======== Information shown ========

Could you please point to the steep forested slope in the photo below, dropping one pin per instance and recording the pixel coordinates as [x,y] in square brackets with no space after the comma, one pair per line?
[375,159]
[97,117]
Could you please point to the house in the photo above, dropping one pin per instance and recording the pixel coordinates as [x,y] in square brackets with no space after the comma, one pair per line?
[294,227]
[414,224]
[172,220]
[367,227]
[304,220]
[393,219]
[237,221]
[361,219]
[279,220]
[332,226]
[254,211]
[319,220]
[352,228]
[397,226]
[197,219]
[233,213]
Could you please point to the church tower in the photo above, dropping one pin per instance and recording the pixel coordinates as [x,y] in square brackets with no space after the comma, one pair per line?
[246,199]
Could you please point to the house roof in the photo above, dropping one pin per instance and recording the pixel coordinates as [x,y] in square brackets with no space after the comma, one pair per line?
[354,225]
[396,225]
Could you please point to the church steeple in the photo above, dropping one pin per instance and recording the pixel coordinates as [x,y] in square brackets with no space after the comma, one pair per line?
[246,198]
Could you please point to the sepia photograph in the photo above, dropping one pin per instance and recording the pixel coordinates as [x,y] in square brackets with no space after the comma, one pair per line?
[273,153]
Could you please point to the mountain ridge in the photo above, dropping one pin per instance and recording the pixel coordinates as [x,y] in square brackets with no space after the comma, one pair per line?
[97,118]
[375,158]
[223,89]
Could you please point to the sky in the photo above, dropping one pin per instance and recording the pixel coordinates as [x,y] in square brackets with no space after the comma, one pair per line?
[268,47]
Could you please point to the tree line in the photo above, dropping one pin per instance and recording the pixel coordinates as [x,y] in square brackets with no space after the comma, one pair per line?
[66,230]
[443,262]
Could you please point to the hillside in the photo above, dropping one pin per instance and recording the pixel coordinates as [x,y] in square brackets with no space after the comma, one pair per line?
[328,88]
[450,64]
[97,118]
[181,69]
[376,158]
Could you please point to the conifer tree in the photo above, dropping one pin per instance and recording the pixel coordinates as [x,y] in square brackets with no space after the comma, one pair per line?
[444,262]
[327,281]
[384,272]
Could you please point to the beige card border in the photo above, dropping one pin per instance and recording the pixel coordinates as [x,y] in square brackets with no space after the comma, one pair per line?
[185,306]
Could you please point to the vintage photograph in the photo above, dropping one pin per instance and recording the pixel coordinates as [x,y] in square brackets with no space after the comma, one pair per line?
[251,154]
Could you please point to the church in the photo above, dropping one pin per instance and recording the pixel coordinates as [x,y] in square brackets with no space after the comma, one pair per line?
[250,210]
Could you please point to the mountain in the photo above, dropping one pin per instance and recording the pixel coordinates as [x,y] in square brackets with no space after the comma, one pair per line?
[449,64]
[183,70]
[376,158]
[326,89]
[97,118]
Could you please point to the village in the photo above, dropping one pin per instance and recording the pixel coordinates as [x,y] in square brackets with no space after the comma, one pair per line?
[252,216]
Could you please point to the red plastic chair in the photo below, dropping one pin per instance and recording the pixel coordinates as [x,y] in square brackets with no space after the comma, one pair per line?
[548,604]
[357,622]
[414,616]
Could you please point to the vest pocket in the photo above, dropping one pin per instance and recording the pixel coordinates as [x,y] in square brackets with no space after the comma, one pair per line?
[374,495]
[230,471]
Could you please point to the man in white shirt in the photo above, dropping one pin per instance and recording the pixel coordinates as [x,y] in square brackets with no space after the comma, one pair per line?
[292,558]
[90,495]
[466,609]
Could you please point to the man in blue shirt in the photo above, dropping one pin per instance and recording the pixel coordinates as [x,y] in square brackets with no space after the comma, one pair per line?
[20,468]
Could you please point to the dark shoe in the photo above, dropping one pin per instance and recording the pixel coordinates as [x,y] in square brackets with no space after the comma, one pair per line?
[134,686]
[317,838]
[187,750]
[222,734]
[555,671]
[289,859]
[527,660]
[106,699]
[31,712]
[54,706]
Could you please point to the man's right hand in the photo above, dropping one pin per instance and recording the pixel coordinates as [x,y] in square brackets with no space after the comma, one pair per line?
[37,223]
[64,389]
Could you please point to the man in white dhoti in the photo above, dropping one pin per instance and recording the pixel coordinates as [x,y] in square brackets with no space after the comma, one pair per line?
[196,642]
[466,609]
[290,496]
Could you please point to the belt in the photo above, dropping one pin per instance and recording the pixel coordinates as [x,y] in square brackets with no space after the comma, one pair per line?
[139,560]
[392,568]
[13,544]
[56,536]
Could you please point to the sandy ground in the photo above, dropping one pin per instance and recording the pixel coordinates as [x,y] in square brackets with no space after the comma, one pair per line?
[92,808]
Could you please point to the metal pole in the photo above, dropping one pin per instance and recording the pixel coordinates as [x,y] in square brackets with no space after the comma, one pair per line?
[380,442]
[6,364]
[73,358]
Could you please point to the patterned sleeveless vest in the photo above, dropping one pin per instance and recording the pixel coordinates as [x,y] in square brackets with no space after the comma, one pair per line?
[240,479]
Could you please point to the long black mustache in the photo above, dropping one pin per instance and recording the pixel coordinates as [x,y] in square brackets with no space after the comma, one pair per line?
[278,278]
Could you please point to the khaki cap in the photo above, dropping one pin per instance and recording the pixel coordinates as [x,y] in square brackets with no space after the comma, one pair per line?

========

• [Task to carry out]: Each record above needs to be reproduced exactly as written.

• [Solution]:
Could you please point to the steep forested slope in the photo below, dropping one pin per instance and recording the pixel coordinates as [x,y] in square brackets with no space after the comma, one pair per line?
[375,159]
[97,117]
Could you please point to the house in the photo above, dropping one pin per instance and recording the pixel coordinates as [x,y] in square brackets with no space after the comma, one pair per line?
[294,227]
[414,224]
[172,220]
[367,227]
[304,220]
[393,219]
[237,221]
[361,219]
[279,220]
[332,226]
[254,211]
[319,220]
[352,228]
[397,226]
[197,219]
[233,213]
Could you please point to the church tower in the photo above, dropping one pin per instance and recording the pixel coordinates as [x,y] in square brackets with no space after the comma, one pair per line?
[246,199]
Could you please point to the house roof in the photo above, dropping one pin per instance and recording the pixel coordinates as [x,y] in square brackets with no space after the comma, one pair per line?
[354,225]
[396,225]
Could you please point to the church steeple in the photo above, dropping one pin per instance and recording the pixel coordinates as [x,y] in square brackets with no space after the comma, one pair per line?
[246,198]
Could you please point to the sepia photograph in the photo above, dropping one pin per instance and recording the pixel coordinates as [x,y] in square brackets with no space after the comma, one pair per line?
[273,153]
Could you please point to the mountain ridge in the photo above, dropping one pin per instance and recording the pixel coordinates as [x,y] in square brackets with no space after the comma, one pair per line?
[97,118]
[375,158]
[223,89]
Could you please point to the sky in the photo above, dropping one pin per instance and recording the pixel coordinates as [x,y] in square brackets with no space after the comma, one pair per line?
[268,47]
Could you please point to the tree line in the photo above, dropping one pin per instance and recording the pixel coordinates as [x,y] in square brackets with no space after the comma, one pair per line?
[66,230]
[443,262]
Could you please point to the hillside in the photo above, dropping one pin per instance and recording the pixel coordinates as [x,y] in square brackets with no space after the comma, one pair per line?
[328,88]
[450,64]
[97,118]
[181,69]
[376,158]
Could you please point to the conifer tree in the photo above, dropping one pin per instance and recording the pixel coordinates as [x,y] in square brackets with no space after the comma, one pair per line?
[444,262]
[327,281]
[384,272]
Could you please point to the beige card border in the photo above, dropping one pin per instance and recording the pixel coordinates as [x,y] in square brackets with no space after the comma, one pair per line?
[185,306]
Could you please point to the vintage photograph in the photo above, dropping one pin per instance and recording the pixel coordinates as [x,y] in square brackets with no space after the comma, one pair per line?
[251,154]
Could you please point to the church in the photo above, dropping one pin per instance and recording the pixel coordinates as [x,y] in square brackets with no space after the comma, one pair per line?
[250,210]
Could you please point to the mountain in the photo above, dropping one pin per instance and recording the pixel coordinates as [x,y] in square brackets with no space after the comma, one pair per line?
[449,64]
[183,70]
[376,158]
[326,89]
[97,118]
Could you please point to the village in the photo above, dropping one pin per instance and recording the pixel coordinates as [x,y] in square brackets with no space after the comma, one pair per line?
[252,216]
Could you please point to the red plastic chair in the photo below, dropping one pin per instance and recording the pixel coordinates as [x,y] in square brackets with no space after the comma, one pair per line?
[548,604]
[357,622]
[414,616]
Could you please point to the vest pocket in the photo above, dropping one pin per instance and recording the pixel coordinates as [x,y] in square brackets with no space after the comma, one pair per line?
[374,495]
[230,471]
Could you please point to the man in white shirt in the photo above, dropping one pin per instance and recording the pixel coordinates as [x,y] in square brackets with no space after the comma, one pair per line?
[292,558]
[90,495]
[466,609]
Could you please point to the man in blue shirt in the photo above, dropping one pin per instance and recording the pixel coordinates as [x,y] in square brackets with no space after the comma, one pair per line?
[20,468]
Could you please point to the dark shoe in the photo above, dropping one pin per instance and recording the pixel coordinates as [x,y] in square brackets with no space after the comma, one pair per line?
[134,686]
[317,838]
[187,750]
[222,734]
[555,671]
[289,859]
[527,660]
[106,699]
[31,712]
[54,706]
Could you please point to the man's right hand in the photo above, dropping one pin per instance and recording the pixel coordinates as [x,y] in square brackets with no space after the comma, one pair per line?
[37,223]
[64,389]
Could you please point to the man in white dhoti in the photo above, dropping one pin per instance and recording the pixel coordinates as [x,y] in square brackets with no space after the comma, one pair per line?
[196,642]
[466,609]
[290,496]
Could you please point to the belt in the photo above, dropping one pin per instance and recording the pixel coordinates as [x,y] in square brackets with no space after the comma, one pair per line?
[139,560]
[392,568]
[13,544]
[56,536]
Could you please point to the sandy ground in the photo above, dropping one pin per instance and recording the pixel coordinates as [x,y] in square brackets with no space after the comma, one pair per line?
[92,808]
Could you please point to the metal pole in the photo above, dropping one pin per instance and recording the pixel coordinates as [x,y] in square brackets with no space after the comma, one pair per line?
[380,442]
[6,364]
[73,358]
Could you please point to the patterned sleeveless vest in the photo above, dropping one pin per instance and recording the pixel coordinates as [x,y] in square brackets with no space after the comma, one pair per line?
[240,479]
Could you please point to the long black mustache in the photo above, dropping one pin per instance and recording the pixel coordinates as [x,y] in square brackets with no space after the comma, one pair per line?
[278,278]
Could you please point to the khaki cap in the photo above, dropping one pin per instance and recording the pixel coordinates as [x,y] in square brackets with no space after the comma, one pair per line?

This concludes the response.